▶ [WORK INSTRUCTIONS]:
The answer must consist of the records, repeated exactly.
——
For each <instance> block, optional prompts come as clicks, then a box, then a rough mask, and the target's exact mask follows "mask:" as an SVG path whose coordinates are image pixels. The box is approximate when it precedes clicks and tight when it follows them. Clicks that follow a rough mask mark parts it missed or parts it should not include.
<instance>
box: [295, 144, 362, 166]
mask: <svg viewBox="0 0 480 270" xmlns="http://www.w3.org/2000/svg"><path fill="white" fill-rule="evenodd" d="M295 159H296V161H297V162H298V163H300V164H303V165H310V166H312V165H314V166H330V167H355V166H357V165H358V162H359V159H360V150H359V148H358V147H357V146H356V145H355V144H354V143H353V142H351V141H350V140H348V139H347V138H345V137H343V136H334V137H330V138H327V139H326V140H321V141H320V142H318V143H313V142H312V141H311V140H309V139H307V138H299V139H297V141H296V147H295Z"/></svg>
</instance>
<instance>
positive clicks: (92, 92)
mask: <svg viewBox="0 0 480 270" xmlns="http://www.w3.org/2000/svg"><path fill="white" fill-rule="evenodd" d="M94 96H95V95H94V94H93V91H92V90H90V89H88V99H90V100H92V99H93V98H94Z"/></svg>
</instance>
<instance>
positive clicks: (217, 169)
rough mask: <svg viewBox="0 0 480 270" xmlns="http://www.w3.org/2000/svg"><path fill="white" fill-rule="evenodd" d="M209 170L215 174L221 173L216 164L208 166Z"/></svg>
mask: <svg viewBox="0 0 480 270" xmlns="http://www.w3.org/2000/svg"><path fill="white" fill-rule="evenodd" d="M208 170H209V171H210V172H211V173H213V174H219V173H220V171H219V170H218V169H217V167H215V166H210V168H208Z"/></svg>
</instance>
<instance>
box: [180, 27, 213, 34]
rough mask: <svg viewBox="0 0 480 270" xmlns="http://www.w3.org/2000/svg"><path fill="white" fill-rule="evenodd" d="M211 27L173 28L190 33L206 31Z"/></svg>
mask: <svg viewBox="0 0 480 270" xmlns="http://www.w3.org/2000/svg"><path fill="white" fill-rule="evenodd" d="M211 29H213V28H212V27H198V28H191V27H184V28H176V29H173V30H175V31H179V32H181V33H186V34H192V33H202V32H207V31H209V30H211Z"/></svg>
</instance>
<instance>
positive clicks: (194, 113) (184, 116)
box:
——
▶ [TASK RESULT]:
For each <instance> block, optional prompts come as clicks, then a box, then a rough mask, and the target's exact mask follows "mask:" as an SVG path whose coordinates are image pixels. The box is approximate when it precedes clicks and tight when it follows them. Clicks that follow a rough mask mark parts it missed or parts it should not include.
<instance>
box: [295, 144, 362, 166]
mask: <svg viewBox="0 0 480 270" xmlns="http://www.w3.org/2000/svg"><path fill="white" fill-rule="evenodd" d="M295 159H296V161H297V162H298V163H300V164H303V165H310V166H312V165H314V166H330V167H355V166H357V165H358V162H359V159H360V150H359V148H358V147H357V146H356V145H355V144H354V143H353V142H351V141H350V140H348V139H347V138H345V137H343V136H334V137H330V138H327V139H326V140H321V141H320V142H318V143H313V142H312V141H311V140H309V139H307V138H299V139H297V141H296V147H295Z"/></svg>
</instance>
<instance>
positive clicks: (92, 92)
mask: <svg viewBox="0 0 480 270" xmlns="http://www.w3.org/2000/svg"><path fill="white" fill-rule="evenodd" d="M94 96H95V95H94V94H93V91H92V90H90V89H88V99H90V100H92V99H93V98H94Z"/></svg>
</instance>
<instance>
positive clicks: (217, 169)
rough mask: <svg viewBox="0 0 480 270" xmlns="http://www.w3.org/2000/svg"><path fill="white" fill-rule="evenodd" d="M209 170L215 174L221 173L216 164L208 166Z"/></svg>
mask: <svg viewBox="0 0 480 270" xmlns="http://www.w3.org/2000/svg"><path fill="white" fill-rule="evenodd" d="M208 170H209V171H210V172H211V173H213V174H219V173H220V171H219V170H218V169H217V167H215V166H210V168H208Z"/></svg>
</instance>
<instance>
box: [180, 27, 213, 34]
rough mask: <svg viewBox="0 0 480 270" xmlns="http://www.w3.org/2000/svg"><path fill="white" fill-rule="evenodd" d="M211 27L173 28L190 33L206 31Z"/></svg>
mask: <svg viewBox="0 0 480 270" xmlns="http://www.w3.org/2000/svg"><path fill="white" fill-rule="evenodd" d="M211 29H213V28H212V27H198V28H191V27H184V28H176V29H173V30H175V31H179V32H181V33H186V34H192V33H202V32H207V31H209V30H211Z"/></svg>
</instance>
<instance>
positive clicks: (194, 113) (184, 116)
box:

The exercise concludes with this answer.